**Aim**
In the Wayne Douglas Quinn biography below, condense the paragraph beginning "Quinn worked to achieve" into a short bulleted list that keeps its main facts.

- Born: January 31, 1941
- Died: October 2, 1987 (aged 46)
- Occupation: Painter
- Style: Photorealism

= Wayne Douglas Quinn =

American painter (1941–1987)

Wayne Douglas Quinn (January 31, 1941 – October 2, 1987) was an American painter. He is known for photorealist works that explore queer male identity in San Francisco during the 1970s and early 1980s.

==Early life and education==
Wayne Douglas Quinn was born on January 31, 1941.

Quinn lived and worked in San Francisco, California, of which he said "this is a mystical city. Once you leave San Francisco there's a whole other reality"

In 1979 Quinn painted author of 'Sex, Drugs & Disco', Mark Abramson.

==Work==

Quinn worked to achieve a flat photographic effect, creating nudes in "lush flesh tones". The figures most often occupy detailed gem colored San Francisco interiors. Thomas Albright, art critic for the San Francisco Chronicle, said of his work, "Quinn's forte...is a kind of haunted realism" Quinn allowed "his subjects to drift into thought. The resulting facial expressions are a reflection of this quiet self-awareness, solitude...it has been said often that there is a sadness peculiar to Mr. Quinn's paintings" The paintings "are very much involved with the desolation of the urban experience".

Records:

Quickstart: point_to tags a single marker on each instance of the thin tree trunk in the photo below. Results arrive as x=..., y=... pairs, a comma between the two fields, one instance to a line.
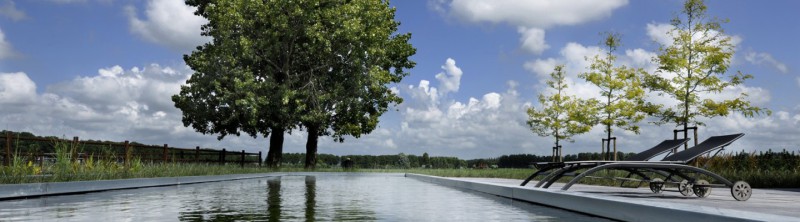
x=275, y=148
x=311, y=146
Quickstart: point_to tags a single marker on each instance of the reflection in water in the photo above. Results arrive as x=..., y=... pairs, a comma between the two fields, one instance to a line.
x=311, y=194
x=274, y=199
x=319, y=197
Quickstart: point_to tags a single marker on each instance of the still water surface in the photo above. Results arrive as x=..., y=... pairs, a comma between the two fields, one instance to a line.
x=311, y=197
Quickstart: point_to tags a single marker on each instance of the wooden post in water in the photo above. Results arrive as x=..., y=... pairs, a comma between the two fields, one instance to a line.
x=615, y=148
x=222, y=157
x=74, y=148
x=7, y=160
x=127, y=154
x=166, y=155
x=241, y=162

**Reply to the exercise**
- Quinn aimed for a flat, photographic effect, painting nudes in "lush flesh tones."
- His figures usually sit in detailed, gem-colored San Francisco interiors.
- Thomas Albright, art critic for the San Francisco Chronicle, called Quinn's forte "a kind of haunted realism."
- Quinn let his subjects drift into thought, so their expressions show quiet self-awareness and solitude, and a sadness is often said to mark his paintings.
- The paintings are described as deeply involved with the desolation of urban experience.